Data extract:
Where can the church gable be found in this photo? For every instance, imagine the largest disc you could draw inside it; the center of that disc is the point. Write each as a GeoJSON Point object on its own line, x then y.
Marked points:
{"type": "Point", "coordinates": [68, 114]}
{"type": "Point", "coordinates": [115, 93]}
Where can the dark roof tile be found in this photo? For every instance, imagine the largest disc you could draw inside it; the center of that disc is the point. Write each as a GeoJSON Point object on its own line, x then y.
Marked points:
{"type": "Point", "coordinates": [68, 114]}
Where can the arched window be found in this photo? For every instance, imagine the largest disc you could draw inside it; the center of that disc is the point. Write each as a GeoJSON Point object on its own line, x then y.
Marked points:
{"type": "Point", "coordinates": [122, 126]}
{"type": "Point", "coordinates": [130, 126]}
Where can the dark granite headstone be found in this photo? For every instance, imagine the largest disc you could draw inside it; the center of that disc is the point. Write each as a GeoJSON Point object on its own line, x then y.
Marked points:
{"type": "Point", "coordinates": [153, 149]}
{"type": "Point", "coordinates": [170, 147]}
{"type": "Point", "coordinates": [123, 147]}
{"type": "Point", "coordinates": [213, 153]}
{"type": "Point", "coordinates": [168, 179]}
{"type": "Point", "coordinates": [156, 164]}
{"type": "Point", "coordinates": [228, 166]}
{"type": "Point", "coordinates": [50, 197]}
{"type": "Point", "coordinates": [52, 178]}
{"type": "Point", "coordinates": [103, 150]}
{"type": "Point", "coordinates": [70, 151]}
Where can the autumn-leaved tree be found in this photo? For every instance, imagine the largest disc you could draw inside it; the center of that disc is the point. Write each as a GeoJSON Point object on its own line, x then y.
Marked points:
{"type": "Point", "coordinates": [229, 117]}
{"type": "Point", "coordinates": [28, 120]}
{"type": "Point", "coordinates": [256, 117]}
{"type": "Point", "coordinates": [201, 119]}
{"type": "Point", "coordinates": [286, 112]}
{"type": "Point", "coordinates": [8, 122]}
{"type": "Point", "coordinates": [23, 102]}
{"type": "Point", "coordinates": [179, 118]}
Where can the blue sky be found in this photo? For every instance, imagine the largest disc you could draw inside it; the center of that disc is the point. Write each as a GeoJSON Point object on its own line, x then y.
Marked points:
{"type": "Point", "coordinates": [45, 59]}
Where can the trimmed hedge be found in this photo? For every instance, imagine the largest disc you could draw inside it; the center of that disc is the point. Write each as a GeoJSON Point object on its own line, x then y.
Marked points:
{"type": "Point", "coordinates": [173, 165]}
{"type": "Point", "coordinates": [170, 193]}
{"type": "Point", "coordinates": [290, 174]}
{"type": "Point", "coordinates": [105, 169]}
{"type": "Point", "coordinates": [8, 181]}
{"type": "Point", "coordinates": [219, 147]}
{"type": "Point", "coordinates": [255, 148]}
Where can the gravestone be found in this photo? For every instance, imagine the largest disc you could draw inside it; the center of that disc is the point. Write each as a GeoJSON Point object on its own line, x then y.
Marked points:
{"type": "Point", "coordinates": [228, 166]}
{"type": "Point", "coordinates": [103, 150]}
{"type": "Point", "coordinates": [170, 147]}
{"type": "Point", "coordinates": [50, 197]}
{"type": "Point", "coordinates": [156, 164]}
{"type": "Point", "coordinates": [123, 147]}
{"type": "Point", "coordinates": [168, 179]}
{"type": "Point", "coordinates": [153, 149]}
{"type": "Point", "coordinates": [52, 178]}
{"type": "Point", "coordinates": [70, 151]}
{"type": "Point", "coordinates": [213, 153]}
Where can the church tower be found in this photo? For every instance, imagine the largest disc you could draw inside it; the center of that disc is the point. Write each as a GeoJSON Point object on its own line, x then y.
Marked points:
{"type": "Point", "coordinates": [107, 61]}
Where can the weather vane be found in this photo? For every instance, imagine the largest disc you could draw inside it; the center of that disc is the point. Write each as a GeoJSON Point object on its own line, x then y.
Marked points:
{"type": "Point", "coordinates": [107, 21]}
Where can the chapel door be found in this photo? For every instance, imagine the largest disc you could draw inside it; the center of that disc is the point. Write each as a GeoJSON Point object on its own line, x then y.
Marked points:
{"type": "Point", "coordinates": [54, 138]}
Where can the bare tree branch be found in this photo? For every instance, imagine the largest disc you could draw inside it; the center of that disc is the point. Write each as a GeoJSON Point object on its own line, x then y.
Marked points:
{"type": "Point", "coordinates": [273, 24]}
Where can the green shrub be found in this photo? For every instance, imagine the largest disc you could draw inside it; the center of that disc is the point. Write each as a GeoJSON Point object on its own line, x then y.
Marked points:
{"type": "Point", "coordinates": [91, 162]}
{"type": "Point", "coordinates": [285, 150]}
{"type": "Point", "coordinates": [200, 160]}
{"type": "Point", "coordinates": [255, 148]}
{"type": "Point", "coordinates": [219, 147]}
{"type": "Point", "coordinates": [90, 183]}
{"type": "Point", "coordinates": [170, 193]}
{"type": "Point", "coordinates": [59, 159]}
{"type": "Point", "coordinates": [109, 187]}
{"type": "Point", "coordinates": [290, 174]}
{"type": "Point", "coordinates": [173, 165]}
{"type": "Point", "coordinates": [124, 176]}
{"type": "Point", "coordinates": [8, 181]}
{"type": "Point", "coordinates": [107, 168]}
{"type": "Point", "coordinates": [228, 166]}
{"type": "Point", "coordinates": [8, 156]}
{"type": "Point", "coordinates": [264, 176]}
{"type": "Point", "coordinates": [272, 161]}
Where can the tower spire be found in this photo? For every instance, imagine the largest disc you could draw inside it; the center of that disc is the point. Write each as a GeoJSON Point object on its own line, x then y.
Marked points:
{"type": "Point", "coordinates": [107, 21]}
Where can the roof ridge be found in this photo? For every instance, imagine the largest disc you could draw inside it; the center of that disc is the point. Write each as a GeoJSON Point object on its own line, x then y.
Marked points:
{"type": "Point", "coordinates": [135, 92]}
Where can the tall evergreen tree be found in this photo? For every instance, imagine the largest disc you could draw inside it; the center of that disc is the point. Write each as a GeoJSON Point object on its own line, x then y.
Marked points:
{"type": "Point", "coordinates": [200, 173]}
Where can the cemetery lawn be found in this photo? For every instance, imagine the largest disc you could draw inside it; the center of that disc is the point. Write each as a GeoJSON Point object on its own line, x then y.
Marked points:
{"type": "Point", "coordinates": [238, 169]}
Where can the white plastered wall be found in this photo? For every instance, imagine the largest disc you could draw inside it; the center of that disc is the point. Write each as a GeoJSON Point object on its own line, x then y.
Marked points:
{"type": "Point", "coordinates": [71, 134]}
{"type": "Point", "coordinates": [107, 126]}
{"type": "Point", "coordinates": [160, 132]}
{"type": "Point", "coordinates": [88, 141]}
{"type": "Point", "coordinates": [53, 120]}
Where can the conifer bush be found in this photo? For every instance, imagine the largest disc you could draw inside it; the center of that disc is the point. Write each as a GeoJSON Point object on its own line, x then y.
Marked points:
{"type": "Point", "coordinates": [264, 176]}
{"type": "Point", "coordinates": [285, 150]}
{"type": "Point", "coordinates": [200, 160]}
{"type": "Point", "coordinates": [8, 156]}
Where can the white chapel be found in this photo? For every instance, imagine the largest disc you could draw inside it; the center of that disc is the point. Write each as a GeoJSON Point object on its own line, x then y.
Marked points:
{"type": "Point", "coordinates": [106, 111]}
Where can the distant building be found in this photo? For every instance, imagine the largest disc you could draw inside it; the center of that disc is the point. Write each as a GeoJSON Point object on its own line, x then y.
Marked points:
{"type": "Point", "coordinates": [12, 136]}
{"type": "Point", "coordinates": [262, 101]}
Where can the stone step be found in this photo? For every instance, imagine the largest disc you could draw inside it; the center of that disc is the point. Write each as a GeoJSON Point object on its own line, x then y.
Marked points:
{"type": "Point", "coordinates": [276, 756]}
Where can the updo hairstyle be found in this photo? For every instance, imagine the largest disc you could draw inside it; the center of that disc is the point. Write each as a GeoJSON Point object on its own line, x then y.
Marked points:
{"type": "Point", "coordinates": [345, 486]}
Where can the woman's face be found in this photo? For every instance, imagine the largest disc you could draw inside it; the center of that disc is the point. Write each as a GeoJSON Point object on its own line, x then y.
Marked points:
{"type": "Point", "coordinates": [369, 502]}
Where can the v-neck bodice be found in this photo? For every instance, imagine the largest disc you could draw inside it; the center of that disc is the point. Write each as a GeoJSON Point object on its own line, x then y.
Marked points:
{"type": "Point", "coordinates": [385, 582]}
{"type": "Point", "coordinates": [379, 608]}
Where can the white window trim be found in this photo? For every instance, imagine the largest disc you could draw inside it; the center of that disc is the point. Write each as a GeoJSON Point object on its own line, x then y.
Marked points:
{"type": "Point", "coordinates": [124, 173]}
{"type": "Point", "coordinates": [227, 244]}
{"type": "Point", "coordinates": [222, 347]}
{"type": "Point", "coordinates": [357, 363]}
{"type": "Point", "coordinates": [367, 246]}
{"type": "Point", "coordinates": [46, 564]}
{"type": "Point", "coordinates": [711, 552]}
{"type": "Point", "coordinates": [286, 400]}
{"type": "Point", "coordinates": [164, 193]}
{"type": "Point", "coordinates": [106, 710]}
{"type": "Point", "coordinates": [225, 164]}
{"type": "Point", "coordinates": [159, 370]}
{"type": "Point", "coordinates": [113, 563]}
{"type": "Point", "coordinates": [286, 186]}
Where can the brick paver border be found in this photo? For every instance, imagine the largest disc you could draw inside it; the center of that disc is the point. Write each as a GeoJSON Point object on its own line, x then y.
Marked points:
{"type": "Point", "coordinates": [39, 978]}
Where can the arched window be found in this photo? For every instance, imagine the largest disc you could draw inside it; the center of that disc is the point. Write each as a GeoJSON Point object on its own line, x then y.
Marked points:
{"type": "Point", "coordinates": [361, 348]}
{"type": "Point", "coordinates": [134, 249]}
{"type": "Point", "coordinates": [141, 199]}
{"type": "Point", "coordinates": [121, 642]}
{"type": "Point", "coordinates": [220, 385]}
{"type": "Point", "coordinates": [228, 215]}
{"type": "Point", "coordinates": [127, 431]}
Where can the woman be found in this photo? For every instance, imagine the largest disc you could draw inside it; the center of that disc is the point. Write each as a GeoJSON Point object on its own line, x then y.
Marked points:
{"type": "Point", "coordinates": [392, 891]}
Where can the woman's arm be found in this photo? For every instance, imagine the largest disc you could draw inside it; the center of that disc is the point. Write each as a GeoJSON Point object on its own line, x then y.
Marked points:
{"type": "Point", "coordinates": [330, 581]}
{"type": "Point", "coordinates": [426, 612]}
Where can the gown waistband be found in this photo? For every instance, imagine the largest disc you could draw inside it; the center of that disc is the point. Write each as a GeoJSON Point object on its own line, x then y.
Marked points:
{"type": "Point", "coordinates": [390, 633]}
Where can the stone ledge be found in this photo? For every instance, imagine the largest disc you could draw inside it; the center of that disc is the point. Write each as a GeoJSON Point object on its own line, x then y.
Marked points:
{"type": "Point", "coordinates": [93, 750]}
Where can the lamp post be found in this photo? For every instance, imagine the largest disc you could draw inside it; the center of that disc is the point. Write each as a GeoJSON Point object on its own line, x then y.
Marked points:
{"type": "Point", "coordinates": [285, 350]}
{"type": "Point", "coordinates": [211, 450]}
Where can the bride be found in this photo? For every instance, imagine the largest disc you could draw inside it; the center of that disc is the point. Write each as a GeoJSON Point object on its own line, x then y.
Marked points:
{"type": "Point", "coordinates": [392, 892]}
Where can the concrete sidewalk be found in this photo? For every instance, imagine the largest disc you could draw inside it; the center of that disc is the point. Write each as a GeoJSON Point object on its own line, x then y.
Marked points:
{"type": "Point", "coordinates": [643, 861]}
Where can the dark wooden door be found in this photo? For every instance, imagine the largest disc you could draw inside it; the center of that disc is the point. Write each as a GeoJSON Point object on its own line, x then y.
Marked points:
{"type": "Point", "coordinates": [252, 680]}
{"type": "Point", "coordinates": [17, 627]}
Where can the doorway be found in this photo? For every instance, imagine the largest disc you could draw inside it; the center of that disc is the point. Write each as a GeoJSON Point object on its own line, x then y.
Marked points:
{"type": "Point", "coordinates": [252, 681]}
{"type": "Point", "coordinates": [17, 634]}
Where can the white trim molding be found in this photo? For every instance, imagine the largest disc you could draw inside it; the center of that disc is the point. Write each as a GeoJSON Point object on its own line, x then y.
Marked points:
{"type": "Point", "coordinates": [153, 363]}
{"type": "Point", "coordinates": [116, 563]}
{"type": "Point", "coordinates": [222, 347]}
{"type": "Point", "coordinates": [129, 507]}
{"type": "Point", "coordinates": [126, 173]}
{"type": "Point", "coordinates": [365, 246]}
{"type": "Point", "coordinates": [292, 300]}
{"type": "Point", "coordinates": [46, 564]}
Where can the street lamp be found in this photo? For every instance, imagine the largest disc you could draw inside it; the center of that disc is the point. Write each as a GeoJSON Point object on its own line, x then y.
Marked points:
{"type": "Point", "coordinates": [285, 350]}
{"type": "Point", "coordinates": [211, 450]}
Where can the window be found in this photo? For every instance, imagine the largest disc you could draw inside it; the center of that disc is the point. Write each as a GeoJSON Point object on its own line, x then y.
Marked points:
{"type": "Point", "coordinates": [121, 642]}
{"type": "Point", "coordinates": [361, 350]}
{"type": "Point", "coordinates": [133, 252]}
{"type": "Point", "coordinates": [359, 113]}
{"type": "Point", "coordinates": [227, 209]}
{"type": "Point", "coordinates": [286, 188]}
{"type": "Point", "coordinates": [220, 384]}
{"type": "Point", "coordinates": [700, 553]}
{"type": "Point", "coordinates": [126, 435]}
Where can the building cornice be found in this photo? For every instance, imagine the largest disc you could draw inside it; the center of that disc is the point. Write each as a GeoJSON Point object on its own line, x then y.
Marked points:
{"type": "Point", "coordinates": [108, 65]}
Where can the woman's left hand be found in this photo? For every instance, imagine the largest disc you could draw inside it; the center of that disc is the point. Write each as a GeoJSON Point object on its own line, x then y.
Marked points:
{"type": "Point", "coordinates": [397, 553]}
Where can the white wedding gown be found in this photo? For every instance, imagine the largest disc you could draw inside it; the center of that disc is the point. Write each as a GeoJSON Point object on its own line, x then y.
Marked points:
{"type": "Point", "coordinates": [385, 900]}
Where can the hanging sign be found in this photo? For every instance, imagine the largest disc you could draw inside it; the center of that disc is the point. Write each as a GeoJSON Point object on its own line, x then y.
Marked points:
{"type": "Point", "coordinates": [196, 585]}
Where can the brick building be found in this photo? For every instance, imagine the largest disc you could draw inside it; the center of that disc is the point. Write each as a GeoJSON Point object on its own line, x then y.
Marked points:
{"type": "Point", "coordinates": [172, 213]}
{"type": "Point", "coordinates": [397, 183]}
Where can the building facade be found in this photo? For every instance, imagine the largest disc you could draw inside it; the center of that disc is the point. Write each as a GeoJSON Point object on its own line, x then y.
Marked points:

What this task involves: Search the entries for the string "building" and collect each line that has it.

Problem solution:
Where can the distant building be found in this photo? For every instance, imagine the largest disc you could draw inside it; the center of that disc is the point. Write each as a GeoJSON Point object on its own line, x then y.
Where can the building cornice be found in this photo? For every instance, imagine the largest disc you could draw inside it; the center of that disc is the point. Write each as a GeoJSON Point object on its own line, x then y.
Where can the brick building be found in this photo? For every instance, imagine the largest disc you could draw inside it; the center of that disc is the point. Write each as a GeoJSON Point object on its own line, x then y.
Where can the building facade be found in this photo? For every instance, imagine the largest disc you could draw inside it; the center of that disc is the point. Write each as a GeoJSON Point object on its own line, x then y.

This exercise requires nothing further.